WHAT TO WORK ON:
Arrange every line of the data below as a Markdown table with two columns, Row and Text, giving each line a row number and skipping blank lines.

SUPPLIED DATA:
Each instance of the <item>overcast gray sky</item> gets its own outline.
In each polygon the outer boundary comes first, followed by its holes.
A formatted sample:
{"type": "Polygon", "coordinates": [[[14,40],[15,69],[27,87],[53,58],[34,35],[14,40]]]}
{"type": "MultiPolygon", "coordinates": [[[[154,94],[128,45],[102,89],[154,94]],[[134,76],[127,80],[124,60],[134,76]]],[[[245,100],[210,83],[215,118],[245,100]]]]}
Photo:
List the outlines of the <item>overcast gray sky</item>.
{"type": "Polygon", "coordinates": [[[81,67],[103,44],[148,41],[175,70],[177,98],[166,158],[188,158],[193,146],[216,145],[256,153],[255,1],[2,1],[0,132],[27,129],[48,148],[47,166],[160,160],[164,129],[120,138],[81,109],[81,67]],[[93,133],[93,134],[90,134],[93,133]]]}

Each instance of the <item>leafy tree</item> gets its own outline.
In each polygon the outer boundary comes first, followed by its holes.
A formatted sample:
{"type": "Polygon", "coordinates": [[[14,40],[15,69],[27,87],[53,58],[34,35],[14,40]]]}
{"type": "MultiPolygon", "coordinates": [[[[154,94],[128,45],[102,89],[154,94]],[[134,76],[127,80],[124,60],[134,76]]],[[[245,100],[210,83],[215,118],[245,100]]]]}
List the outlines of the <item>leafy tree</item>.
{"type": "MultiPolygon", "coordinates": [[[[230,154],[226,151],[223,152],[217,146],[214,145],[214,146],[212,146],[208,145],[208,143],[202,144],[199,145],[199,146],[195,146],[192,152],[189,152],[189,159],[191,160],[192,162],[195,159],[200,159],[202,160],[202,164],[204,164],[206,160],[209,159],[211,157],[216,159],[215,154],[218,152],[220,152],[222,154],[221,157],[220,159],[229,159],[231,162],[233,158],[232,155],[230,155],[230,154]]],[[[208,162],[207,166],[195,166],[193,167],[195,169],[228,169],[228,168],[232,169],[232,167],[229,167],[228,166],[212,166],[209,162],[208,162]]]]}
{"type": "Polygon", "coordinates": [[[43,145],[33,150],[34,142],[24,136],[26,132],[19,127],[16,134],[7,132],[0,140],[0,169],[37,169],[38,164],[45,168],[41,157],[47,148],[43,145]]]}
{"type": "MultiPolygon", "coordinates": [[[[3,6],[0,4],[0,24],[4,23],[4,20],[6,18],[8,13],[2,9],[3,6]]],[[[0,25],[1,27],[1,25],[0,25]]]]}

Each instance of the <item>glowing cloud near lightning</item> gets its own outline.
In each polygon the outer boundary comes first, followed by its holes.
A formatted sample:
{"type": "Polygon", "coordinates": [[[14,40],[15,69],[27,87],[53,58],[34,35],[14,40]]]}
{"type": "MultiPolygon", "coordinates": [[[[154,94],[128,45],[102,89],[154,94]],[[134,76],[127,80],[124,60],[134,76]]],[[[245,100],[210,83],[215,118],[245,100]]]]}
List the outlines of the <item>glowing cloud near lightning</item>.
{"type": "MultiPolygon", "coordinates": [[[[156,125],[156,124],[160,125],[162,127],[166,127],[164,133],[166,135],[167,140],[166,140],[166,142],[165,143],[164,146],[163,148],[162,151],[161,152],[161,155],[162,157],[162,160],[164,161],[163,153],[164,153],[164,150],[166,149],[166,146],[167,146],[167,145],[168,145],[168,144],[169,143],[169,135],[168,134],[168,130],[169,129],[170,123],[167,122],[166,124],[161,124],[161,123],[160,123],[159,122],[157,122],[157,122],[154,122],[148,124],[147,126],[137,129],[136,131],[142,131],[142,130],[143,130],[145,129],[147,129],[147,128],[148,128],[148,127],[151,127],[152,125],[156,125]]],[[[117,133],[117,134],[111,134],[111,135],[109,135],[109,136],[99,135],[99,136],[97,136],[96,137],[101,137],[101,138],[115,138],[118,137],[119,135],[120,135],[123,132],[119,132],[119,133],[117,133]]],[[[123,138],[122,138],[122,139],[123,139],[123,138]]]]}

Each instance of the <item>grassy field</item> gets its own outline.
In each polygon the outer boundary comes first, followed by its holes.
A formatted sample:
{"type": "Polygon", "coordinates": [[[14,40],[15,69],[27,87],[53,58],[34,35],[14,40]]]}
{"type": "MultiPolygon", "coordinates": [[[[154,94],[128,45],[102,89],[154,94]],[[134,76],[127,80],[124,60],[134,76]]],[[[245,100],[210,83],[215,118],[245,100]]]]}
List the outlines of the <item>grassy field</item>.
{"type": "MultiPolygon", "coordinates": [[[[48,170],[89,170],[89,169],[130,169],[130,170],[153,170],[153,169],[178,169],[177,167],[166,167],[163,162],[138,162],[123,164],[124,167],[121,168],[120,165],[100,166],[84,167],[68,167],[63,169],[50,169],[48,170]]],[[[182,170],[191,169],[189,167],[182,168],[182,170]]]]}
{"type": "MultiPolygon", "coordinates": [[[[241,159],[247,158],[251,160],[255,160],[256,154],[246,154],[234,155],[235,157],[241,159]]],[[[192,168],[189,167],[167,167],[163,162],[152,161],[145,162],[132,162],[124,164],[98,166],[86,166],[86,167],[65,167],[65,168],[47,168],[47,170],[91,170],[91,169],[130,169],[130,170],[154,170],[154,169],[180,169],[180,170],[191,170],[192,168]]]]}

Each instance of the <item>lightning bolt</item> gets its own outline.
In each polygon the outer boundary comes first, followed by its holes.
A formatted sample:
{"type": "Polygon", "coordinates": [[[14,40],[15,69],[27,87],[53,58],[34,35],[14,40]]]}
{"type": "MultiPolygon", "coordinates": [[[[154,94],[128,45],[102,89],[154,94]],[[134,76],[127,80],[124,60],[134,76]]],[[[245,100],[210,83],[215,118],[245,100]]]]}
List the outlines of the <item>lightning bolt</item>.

EXERCISE SOLUTION:
| Row | Text |
|---|---|
| 1 | Each instance of the <item>overcast gray sky</item> gets its own outline. |
| 2 | In each polygon the outer boundary comes first, followed by its holes. |
| 3 | A formatted sample: |
| 4 | {"type": "Polygon", "coordinates": [[[14,40],[15,69],[27,87],[53,58],[34,35],[14,40]]]} |
| 5 | {"type": "MultiPolygon", "coordinates": [[[[154,94],[128,45],[102,89],[154,94]],[[134,76],[127,80],[124,60],[134,76]]],[[[245,100],[210,83],[215,118],[245,100]]]]} |
| 6 | Photo: |
| 7 | List the outlines of the <item>overcast gray sky</item>. |
| 8 | {"type": "Polygon", "coordinates": [[[81,67],[103,44],[148,41],[175,70],[177,98],[166,158],[188,158],[193,146],[216,145],[256,153],[255,1],[2,1],[0,132],[27,129],[48,148],[47,166],[160,160],[164,129],[120,138],[81,109],[81,67]],[[93,133],[93,134],[90,134],[93,133]]]} |
| 9 | Each instance of the <item>leafy tree</item> gets its own outline. |
| 10 | In each polygon the outer boundary comes first, followed by its holes. |
| 11 | A formatted sample: |
| 12 | {"type": "Polygon", "coordinates": [[[14,40],[15,69],[27,87],[53,58],[34,35],[14,40]]]} |
| 13 | {"type": "MultiPolygon", "coordinates": [[[[154,94],[128,45],[102,89],[154,94]],[[134,76],[127,80],[124,60],[134,76]]],[[[245,100],[210,83],[215,118],[245,100]]]]} |
| 14 | List the outlines of the <item>leafy tree</item>. |
| 15 | {"type": "MultiPolygon", "coordinates": [[[[230,154],[226,151],[223,152],[217,146],[214,145],[214,146],[212,146],[208,145],[208,143],[202,144],[199,145],[199,146],[195,146],[192,152],[189,152],[189,159],[191,160],[192,162],[195,159],[200,159],[202,160],[202,164],[204,164],[206,160],[209,159],[211,157],[216,159],[215,154],[218,152],[220,152],[222,154],[221,157],[220,159],[229,159],[231,162],[233,158],[232,155],[230,155],[230,154]]],[[[208,162],[207,166],[195,166],[193,167],[195,169],[228,169],[228,168],[232,169],[232,167],[229,167],[228,166],[212,166],[209,162],[208,162]]]]} |
| 16 | {"type": "Polygon", "coordinates": [[[43,145],[33,150],[34,142],[24,136],[26,132],[19,127],[16,134],[7,132],[0,140],[0,169],[37,169],[38,164],[45,168],[41,157],[47,148],[43,145]]]} |
| 17 | {"type": "MultiPolygon", "coordinates": [[[[3,6],[0,4],[0,24],[4,23],[4,20],[6,18],[8,13],[2,9],[3,6]]],[[[0,25],[1,27],[1,25],[0,25]]]]} |
| 18 | Each instance of the <item>glowing cloud near lightning</item> gets its own outline. |
| 19 | In each polygon the outer boundary comes first, followed by its holes. |
| 20 | A formatted sample: |
| 21 | {"type": "Polygon", "coordinates": [[[14,40],[15,69],[27,87],[53,58],[34,35],[14,40]]]} |
| 22 | {"type": "MultiPolygon", "coordinates": [[[[154,94],[128,45],[102,89],[154,94]],[[134,76],[127,80],[124,60],[134,76]]],[[[245,100],[210,83],[215,118],[245,100]]]]} |
| 23 | List the outlines of the <item>glowing cloud near lightning</item>. |
| 24 | {"type": "MultiPolygon", "coordinates": [[[[156,125],[156,124],[160,125],[162,127],[166,127],[164,133],[166,135],[167,140],[166,140],[166,142],[165,143],[164,146],[163,148],[162,151],[161,152],[161,155],[162,157],[162,160],[164,161],[163,153],[164,153],[164,150],[166,149],[166,146],[167,146],[167,145],[168,145],[168,144],[169,143],[169,135],[168,134],[168,130],[169,129],[170,123],[167,122],[166,124],[161,124],[161,123],[160,123],[159,122],[157,122],[157,122],[154,122],[148,124],[147,126],[137,129],[136,131],[142,131],[142,130],[143,130],[145,129],[147,129],[147,128],[148,128],[148,127],[151,127],[152,125],[156,125]]],[[[117,133],[117,134],[111,134],[111,135],[109,135],[109,136],[99,135],[99,136],[97,136],[96,137],[101,137],[101,138],[115,138],[118,137],[119,135],[120,135],[123,132],[119,132],[119,133],[117,133]]],[[[123,138],[122,138],[122,139],[123,139],[123,138]]]]} |
| 25 | Each instance of the <item>grassy field</item> gets its own outline. |
| 26 | In each polygon the outer boundary comes first, followed by its holes. |
| 27 | A formatted sample: |
| 28 | {"type": "Polygon", "coordinates": [[[14,40],[15,69],[27,87],[53,58],[34,35],[14,40]]]} |
| 29 | {"type": "MultiPolygon", "coordinates": [[[[154,94],[128,45],[102,89],[154,94]],[[134,76],[127,80],[124,60],[134,76]]],[[[245,100],[210,83],[215,118],[245,100]]]]} |
| 30 | List the outlines of the <item>grassy field</item>. |
| 31 | {"type": "MultiPolygon", "coordinates": [[[[48,170],[89,170],[89,169],[130,169],[130,170],[153,170],[153,169],[178,169],[177,167],[166,167],[163,162],[138,162],[123,164],[124,167],[121,168],[120,165],[100,166],[84,167],[68,167],[63,169],[50,169],[48,170]]],[[[182,170],[191,169],[189,167],[182,168],[182,170]]]]} |
| 32 | {"type": "MultiPolygon", "coordinates": [[[[241,159],[247,158],[251,160],[255,160],[256,154],[246,154],[234,155],[235,157],[241,159]]],[[[192,168],[189,167],[167,167],[163,162],[152,161],[145,162],[132,162],[124,164],[98,166],[86,166],[86,167],[65,167],[65,168],[47,168],[47,170],[91,170],[91,169],[130,169],[130,170],[154,170],[154,169],[180,169],[180,170],[191,170],[192,168]]]]} |
| 33 | Each instance of the <item>lightning bolt</item> gets its own outline. |
| 34 | In each polygon the outer boundary comes first, followed by its holes. |
| 35 | A formatted sample: |
| 36 | {"type": "Polygon", "coordinates": [[[14,40],[15,69],[27,87],[53,58],[34,35],[14,40]]]} |
| 37 | {"type": "MultiPolygon", "coordinates": [[[[154,94],[128,45],[102,89],[154,94]],[[134,76],[127,80],[124,60],[134,76]]],[[[245,100],[210,83],[215,118],[245,100]]]]} |
| 38 | List the outlines of the <item>lightning bolt</item>. |